## The tasks:
- 1) Reproduce word for word the part of the text on ostracization starting with "Among the keywords" and going on through "deleted from history.".
- 2) According to the text on ostracization, in which city was Constantin Brâncoveanu murdered?
- 3) Go on with the text on ostracization in Romanian history, picking up after its last sentence.

## Document extract:
Among the keywords of the project, we insist on the realism of each of them.

The phenomenon of ostracization, for example, has known a wide historical record on its own. From social exclusions to programmed murders – one example is the case of the Romanian ruler of Wallachia, Constantin Brâncoveanu1, who was murdered together with his four sons in Istanbul, under the compliant look of the Western and the Russian embassies – the meaning of the keywords has so much expended that, over time, entire communities have been ostracized and deleted from history.

Ostracization, for example, was the main manner to install the Romanian governing in areas with minorities such as Turks and Tartars in Dobrogea (1921); in Transylvania (1918) it was the main way to ignore the rights of Hungarian and German nations (Catholics or Lutherans) as well as the Jews’ and Armenians’ nations (because of their own religion). The history has proven that Romania was able to build a free ostracizations political system2 for minorities, becoming in this way a model of good democracy for a long time. That explains why Romania was asked to become a founding member of the Societies United Nations, during the presidency of Nicolae Titulescu3.

Entries from a pointing dataset
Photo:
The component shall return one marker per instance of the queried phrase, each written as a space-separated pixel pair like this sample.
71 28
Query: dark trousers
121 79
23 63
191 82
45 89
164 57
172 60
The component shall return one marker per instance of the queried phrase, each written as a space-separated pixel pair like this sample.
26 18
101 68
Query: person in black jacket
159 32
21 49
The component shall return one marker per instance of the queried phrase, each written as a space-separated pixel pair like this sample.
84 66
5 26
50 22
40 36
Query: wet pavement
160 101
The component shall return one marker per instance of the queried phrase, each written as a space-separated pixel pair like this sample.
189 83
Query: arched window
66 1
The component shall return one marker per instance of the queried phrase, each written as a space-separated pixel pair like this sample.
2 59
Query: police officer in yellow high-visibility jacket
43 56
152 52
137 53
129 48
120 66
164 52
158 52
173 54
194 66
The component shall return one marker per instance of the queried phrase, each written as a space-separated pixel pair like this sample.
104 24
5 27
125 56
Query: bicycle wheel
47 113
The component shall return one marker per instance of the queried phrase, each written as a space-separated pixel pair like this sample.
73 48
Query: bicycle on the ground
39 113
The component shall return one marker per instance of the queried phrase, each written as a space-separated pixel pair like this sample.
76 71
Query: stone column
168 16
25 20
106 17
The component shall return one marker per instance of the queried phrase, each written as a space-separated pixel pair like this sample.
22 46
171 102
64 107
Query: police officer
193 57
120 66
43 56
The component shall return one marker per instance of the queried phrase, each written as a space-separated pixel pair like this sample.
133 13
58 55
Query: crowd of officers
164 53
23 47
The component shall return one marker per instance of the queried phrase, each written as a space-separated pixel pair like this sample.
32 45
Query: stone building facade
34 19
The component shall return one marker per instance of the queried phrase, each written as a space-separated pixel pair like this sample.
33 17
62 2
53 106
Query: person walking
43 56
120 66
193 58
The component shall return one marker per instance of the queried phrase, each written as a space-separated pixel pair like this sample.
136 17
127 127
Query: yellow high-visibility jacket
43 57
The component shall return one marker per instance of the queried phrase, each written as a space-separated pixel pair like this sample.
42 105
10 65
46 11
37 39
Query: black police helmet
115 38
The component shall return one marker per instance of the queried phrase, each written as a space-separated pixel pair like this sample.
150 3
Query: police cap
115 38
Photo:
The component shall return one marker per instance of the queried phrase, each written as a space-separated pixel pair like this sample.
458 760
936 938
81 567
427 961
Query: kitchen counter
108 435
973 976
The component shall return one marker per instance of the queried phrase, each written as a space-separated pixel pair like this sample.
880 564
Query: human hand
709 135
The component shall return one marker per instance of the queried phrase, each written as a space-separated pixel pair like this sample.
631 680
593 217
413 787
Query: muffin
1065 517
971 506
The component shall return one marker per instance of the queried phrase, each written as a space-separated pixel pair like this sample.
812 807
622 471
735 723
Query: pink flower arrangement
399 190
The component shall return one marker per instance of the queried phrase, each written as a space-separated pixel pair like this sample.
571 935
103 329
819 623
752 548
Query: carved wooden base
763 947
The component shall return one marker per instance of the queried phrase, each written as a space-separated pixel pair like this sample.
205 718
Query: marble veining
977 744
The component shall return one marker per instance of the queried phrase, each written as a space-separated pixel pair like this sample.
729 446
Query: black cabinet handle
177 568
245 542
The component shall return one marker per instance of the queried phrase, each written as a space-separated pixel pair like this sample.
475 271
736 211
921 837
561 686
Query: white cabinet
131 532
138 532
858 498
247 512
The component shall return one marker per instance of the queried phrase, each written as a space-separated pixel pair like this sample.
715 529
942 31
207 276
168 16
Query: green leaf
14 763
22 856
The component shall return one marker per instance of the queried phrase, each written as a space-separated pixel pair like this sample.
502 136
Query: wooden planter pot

## Answers:
- 1)
Among the keywords of the project, we insist on the realism of each of them.

The phenomenon of ostracization, for example, has known a wide historical record on its own. From social exclusions to programmed murders – one example is the case of the Romanian ruler of Wallachia, Constantin Brâncoveanu1, who was murdered together with his four sons in Istanbul, under the compliant look of the Western and the Russian embassies – the meaning of the keywords has so much expended that, over time, entire communities have been ostracized and deleted from history.

- 2) In Istanbul.

- 3)
1948 represents, however, a turning point. The arrival of the Soviet troupes, the arrest and murder of the country’s leaders during the Second World War, the isolation and then the expulsion of King Mihai the I from the country, have brought to power a new government that implemented major social abuses and ostracized the population: the communist regime (1948-1989). We have now sufficient information regarding the ostracization process of the social classes, persons or institutions (the case of Greek-Catholic Church, United with Rome, which was abrogated). We have bad memories regarding the ostracizing experiments of the ethnical groups (German ethnic group4), social groups (the group of former entrepreneurs, the group of former active politicians, of teachers / intellectuals politically unaligned or group of students5).

A special case of ostracization was the attack towards the peasantry – the agrarian reform consisting in the nationalization of the lands owned by the peasantry – finalized in a wide range of trials and crimes against human dignity, personal and social freedom6.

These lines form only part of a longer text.